### Ausgangstext

Wenn ich die Fotos von Juli 2018 bis September 2019 betrachte, dann sehe ich einen dauernden Wandel meiner Emma – äußerlich sowie innerlich, ausgelöst durch diesen schrecklichen Hirntumor und dessen Behandlung.
Ich sehe auch eine stets lächelnde, zuversichtliche, fröhliche Emma. Zugleich erinnere ich mich an meinen Schmerz, den ich beim Auslösen des Fotos verspürt habe. Ich spüre noch heute die Angst, die täglicher Begleiter unseres Lebens wurde.
Die Bilder, die ich heute mit euch teilen möchte, zeigen mit nur vier Fotos den Verlauf innerhalb kürzester Zeit. Den Verlauf von DIPG, den alle Kinder durchleben müssen. Eine Veränderung der Kinder, die Eltern, Geschwister, Freunde und Bekannte sehen. Ein schrecklicher Verlauf.

### Gegebene Daten
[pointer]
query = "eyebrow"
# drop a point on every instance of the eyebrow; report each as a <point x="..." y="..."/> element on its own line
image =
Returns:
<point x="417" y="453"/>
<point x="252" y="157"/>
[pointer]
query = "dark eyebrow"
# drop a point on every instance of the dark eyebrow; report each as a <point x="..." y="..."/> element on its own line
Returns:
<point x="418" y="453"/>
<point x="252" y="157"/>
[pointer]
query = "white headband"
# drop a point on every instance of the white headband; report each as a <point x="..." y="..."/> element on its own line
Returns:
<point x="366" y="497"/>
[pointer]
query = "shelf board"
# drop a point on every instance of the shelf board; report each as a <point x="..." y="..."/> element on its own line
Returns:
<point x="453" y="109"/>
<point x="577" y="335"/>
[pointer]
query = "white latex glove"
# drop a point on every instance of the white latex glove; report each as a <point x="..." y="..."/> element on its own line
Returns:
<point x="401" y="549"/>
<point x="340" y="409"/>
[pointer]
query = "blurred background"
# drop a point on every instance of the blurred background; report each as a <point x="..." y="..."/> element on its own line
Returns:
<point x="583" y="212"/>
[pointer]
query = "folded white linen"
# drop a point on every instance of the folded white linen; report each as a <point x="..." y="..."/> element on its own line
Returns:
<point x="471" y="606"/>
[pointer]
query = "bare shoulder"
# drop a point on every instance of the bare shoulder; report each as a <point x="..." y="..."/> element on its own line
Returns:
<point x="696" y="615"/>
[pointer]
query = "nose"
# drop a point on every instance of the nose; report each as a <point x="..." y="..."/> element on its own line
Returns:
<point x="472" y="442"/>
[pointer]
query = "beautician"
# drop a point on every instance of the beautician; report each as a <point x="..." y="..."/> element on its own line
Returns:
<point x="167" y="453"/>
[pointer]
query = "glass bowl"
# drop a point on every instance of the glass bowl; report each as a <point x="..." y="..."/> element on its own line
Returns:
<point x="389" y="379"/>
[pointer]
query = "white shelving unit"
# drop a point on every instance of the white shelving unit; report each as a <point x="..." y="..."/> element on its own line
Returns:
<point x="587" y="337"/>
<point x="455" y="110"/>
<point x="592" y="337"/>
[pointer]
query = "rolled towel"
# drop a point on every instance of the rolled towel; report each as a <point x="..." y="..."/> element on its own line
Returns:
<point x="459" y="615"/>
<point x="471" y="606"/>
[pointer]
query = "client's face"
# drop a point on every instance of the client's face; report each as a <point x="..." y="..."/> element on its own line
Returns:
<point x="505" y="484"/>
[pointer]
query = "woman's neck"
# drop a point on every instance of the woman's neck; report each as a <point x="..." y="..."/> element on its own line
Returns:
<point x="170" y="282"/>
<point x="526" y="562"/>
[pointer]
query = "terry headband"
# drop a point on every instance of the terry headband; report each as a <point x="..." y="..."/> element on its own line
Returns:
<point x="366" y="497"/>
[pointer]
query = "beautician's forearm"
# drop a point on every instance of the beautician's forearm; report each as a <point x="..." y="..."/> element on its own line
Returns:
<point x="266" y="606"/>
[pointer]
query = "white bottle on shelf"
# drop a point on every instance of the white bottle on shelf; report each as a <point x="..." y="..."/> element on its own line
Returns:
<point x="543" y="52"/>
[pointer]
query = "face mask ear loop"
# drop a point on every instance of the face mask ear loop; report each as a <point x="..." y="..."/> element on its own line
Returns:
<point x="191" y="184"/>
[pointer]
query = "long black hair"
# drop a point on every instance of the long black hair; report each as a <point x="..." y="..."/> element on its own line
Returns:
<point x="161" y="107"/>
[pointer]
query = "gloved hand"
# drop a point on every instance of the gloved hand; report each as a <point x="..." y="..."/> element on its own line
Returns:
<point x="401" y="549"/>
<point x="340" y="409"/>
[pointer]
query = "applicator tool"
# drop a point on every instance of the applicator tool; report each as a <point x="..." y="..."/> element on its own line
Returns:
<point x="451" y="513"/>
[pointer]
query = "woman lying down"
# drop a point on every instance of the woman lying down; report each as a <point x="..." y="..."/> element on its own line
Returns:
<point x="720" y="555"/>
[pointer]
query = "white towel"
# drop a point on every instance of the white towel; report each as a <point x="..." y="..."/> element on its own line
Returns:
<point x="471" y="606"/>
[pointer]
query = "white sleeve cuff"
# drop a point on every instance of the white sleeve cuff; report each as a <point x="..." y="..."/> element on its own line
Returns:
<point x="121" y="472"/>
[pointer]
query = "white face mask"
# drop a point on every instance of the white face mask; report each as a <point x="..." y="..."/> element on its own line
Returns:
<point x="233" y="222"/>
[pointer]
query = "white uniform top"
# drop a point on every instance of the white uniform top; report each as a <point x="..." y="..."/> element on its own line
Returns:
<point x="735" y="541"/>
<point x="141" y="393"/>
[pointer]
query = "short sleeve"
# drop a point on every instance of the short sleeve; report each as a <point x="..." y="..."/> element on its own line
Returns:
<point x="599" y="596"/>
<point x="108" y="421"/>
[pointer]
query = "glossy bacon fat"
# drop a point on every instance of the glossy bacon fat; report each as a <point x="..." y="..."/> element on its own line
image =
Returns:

### Deine Aufgabe
Schreib den Text über Emmas Hirntumor nach seinem letzten Satz weiter.

### Antwort
Bild 1 – April 2018, drei Monate vor der Diagnose:
Wir waren im Zirkus und hatten einen schönen Nachmittag mit Emmas Freundin und ihrer Familie. Niemand konnte ahnen, was zu diesem Zeitpunkt schon in Emmas Hirnstamm wuchs.
Bild 2 – September 2018, zwei Monate nach der Diagnose:
Wir waren zur Kontrolle in der Tagesklinik, die Bestrahlung hatte bereits begonnen.
Emma hatte innerhalb kürzester Zeit 7 kg zugenommen, verursacht durch Kortison und dessen Nebenwirkungen. Emma hatte Scherzen in den Knien, sie konnte alleine keine Treppenstufen bewältigen.
Bild 3 – Oktober 2018, drei Monate nach der Diagnose:
Kontroll-MRT und das Warten nach dem Aufwachen aus der Sedierung mit Propofol. Emma ging es „gut“, sie zeigte es uns mit „Daumen hoch“.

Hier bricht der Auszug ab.